## DOCUMENT SECTION
* * * * * * * * *
Latest research news

August 11, 2004

Students not as clever as they used to be
More than a third of lecturers consider the academic ability of university students to be worse than it was ten years ago and more than one in four believes that degrees have been devalued as a result. The Times survey of lecturers carried out at 28 universities revealed a widespread view that applicants were often poorly prepared by the A-level system for both science and arts courses.
( The Times )

Belarus deports British scientist
A British nuclear physicist has been thrown out of Belarus after promoting democracy and investigating whether Russian “rain technology” had increased the level of local radioactive fallout following the Chernobyl disaster. Alan Flowers was asked to leave last week after he was put on a list of banned persons in February. Professor Flowers, of Kingston University, insists that his papers were in order and that his visa had been granted by the Belarussian Ambassador in March.
( The Times, The Times Higher )

Alzheimer's linked to lowbrow jobs
A mentally stimulating career may help to reduce the risk of Alzheimer's disease, research suggests. According to a study carried out in the United States, those who develop the debilitating form of dementia are more likely to have had jobs that do not tax the brain. The discovery lends weight to the 'use it or lose it' theory, says Kathleen Smyth of Case Western Reserve University in Cleveland, Ohio, who led the research.
( Nature )

V&A given £1.6m to make gems sparkle
One of the highest flying couples in the City have donated £1.6 million to the Victoria & Albert Museum to help transform its renowned jewellery collection. The gift by William Bollinger and his wife, Judith, will form part of the £2.5 million the museum aims to raise to rebuild its three jewellery galleries.
( Daily Telegraph )

Mixing medicines can halt rise of superbugs
An attempt to control the spread of antibiotic-resistant superbugs in hospitals is doomed to failure, according to a study of how drugs should be prescribed among patients. A mathematical comparison of drug cycling and drug mixing has shown that mixing is far better at preventing the spread of superbugs. The findings were not expected given that experts have high hopes for drug cycling and clinical tests are under way in the United States, said Professor Carl Bergstrom of the University of Washington.
( The Independent )

Governments ignore tidal wave threat
Bill McGuire, the director of the Benfield Grieg Hazard Research Centre at University College London, claimed on Monday that a huge chunk of rock, roughly the size of the Isle of Man, was on the brink of breaking off the volcanic island of La Palma in the Canaries. When - Professor McGuire says it is not a matter of if - the rock plunges into the ocean it will trigger giant waves called mega-tsunamis. The scientist called for an international effort to install more sophisticated sensors on the island, as well as global positioning satellite units to detect how quickly the land mass was falling into the ocean.
* * * * * * * * *
## RECORDED INFORMATION

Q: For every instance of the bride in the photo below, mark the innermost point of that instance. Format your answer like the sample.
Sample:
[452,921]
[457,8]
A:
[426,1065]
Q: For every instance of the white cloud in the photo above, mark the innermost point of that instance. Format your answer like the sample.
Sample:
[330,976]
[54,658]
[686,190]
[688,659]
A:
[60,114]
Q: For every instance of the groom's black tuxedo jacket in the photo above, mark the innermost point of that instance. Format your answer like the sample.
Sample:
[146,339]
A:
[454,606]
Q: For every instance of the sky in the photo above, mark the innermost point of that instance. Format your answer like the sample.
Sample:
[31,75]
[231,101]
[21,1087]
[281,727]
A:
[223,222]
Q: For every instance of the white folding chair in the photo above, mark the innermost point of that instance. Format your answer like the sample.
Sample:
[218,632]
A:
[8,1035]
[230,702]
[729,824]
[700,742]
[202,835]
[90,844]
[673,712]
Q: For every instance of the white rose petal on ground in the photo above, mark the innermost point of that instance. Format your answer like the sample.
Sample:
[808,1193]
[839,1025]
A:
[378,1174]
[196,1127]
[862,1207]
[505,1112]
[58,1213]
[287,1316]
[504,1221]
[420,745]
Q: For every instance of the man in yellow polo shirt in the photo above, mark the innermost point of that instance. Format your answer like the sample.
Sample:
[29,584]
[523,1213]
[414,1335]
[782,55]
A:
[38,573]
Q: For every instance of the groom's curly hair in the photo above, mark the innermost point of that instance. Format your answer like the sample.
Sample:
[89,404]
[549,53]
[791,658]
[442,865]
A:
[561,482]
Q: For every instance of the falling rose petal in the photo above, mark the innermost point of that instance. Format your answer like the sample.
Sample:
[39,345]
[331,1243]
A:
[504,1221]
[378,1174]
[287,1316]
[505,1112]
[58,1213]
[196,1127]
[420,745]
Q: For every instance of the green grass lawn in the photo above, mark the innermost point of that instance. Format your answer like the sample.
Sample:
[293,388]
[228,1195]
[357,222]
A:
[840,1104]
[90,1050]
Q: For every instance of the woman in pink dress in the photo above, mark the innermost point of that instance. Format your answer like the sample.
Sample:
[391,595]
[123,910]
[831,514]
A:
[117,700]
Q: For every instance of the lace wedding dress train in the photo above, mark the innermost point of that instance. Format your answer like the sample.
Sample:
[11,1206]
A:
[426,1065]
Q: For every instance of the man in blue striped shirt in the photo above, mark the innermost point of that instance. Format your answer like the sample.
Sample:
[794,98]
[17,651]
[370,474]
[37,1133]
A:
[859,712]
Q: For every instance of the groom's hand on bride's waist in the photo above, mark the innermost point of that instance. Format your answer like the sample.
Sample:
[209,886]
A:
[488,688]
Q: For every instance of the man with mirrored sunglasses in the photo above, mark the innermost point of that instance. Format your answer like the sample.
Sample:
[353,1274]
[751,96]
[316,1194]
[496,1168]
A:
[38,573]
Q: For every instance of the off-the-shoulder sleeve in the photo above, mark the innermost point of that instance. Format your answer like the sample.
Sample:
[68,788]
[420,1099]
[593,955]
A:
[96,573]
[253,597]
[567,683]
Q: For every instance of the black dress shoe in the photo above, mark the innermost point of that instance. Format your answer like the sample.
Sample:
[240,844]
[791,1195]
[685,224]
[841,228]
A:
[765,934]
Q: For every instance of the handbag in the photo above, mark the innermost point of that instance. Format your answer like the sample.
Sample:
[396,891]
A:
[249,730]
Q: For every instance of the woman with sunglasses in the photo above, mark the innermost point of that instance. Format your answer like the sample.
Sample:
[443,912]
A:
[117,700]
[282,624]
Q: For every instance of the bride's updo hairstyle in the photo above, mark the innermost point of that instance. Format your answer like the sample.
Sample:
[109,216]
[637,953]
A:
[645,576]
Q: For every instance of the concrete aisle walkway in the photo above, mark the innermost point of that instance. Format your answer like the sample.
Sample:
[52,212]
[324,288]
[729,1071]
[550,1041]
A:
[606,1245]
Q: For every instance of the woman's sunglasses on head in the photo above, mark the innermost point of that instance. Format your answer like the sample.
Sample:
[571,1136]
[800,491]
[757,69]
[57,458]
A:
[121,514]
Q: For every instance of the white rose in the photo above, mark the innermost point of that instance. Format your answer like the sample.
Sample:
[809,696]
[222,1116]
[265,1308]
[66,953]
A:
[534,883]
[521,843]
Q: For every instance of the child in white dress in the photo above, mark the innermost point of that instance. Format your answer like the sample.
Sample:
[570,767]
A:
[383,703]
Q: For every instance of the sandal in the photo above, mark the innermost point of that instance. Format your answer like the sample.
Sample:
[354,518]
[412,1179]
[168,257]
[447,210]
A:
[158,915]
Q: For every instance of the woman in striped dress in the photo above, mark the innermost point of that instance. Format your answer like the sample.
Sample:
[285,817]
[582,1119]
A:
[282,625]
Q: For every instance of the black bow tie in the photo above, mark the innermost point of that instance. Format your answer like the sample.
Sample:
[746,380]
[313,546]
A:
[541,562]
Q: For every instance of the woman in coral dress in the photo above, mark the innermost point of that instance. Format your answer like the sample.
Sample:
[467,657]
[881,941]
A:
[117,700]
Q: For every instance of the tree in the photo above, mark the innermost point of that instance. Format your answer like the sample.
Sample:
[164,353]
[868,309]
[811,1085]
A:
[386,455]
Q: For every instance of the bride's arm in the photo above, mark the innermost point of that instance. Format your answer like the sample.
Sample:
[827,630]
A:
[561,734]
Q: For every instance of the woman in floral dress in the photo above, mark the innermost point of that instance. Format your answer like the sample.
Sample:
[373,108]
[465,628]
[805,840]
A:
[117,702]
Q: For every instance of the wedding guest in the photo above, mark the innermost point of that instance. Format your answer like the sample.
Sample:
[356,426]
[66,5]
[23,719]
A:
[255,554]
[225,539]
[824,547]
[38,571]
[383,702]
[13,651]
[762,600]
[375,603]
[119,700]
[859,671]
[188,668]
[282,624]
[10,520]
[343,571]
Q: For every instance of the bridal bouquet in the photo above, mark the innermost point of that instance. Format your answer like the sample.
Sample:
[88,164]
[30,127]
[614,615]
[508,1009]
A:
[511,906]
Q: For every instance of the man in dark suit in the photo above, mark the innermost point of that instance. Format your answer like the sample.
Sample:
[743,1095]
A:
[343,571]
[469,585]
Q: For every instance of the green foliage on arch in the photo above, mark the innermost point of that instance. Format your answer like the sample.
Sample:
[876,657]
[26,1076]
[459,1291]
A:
* * * * * * * * *
## USING THE INFORMATION
#1 In the research news digest, at how many universities was The Times survey of lecturers carried out?
#2 Write out the portion of the research news digest that opens with the words containing "Alzheimer's linked to" and closes with "three jewellery galleries.".
#3 Write what comes next in the research news digest, continuing from its final sentence.

## OUTPUTS BY TASK
#1 28 universities.

#2
Alzheimer's linked to lowbrow jobs
A mentally stimulating career may help to reduce the risk of Alzheimer's disease, research suggests. According to a study carried out in the United States, those who develop the debilitating form of dementia are more likely to have had jobs that do not tax the brain. The discovery lends weight to the 'use it or lose it' theory, says Kathleen Smyth of Case Western Reserve University in Cleveland, Ohio, who led the research.
( Nature )

V&A given £1.6m to make gems sparkle
One of the highest flying couples in the City have donated £1.6 million to the Victoria & Albert Museum to help transform its renowned jewellery collection. The gift by William Bollinger and his wife, Judith, will form part of the £2.5 million the museum aims to raise to rebuild its three jewellery galleries.

#3
( The Guardian )

Asteroid danger to vanish in 30 years
One of the greatest threats to the future of the human race — a collision between Earth and a large asteroid — will largely disappear within the next 30 years, an expert in the field predicted on Monday. A new generation of asteroid-hunting telescopes will allow astronomers soon to detect and trace 99 per cent of near-Earth objects that could endanger the planet, according to Benny Peiser, of Liverpool John Moores University.
( The Times )

Hikers help spread sudden oak death
Researchers have confirmed suspicions that trail users such as hikers and mountain bikers are helping to spread a disease that is devastating Californian forests. The researchers found the pathogen causing sudden oak death was prevalent along trails through otherwise uninfected forests, but almost absent in soil samples taken two metres away from the trail.
( New Scientist )

Larkin's lost elegy to dad who mucked him up
An unpublished poem by Philip Larkin has been found languishing in the archives of Leicester University, where he worked as an assistant librarian in the late 1940s. And Yet relates to his famous 12-line elegy on the death of his father in 1948, An April Sunday Brings the Snow . James Booth, Professor of English at the University of Hull, where Larkin later worked as librarian, and literary adviser to the Philip Larkin Society, said: “It’s a very good poem. It is an unpublished poem. Anything by Larkin is of interest to literary people.”
( The Times )

What's the gorilla for 'Ouch'?
How do you know when the gorilla has a toothache? It sounds like the beginning of a joke, but at the Gorilla Foundation in Woodside, California, it is a cause for celebration. The gorilla, a 300lb ape called Koko, managed to tell her handlers about her dental pain using sign language, a result of years of training that has made her one of the most articulate non-humans on the planet.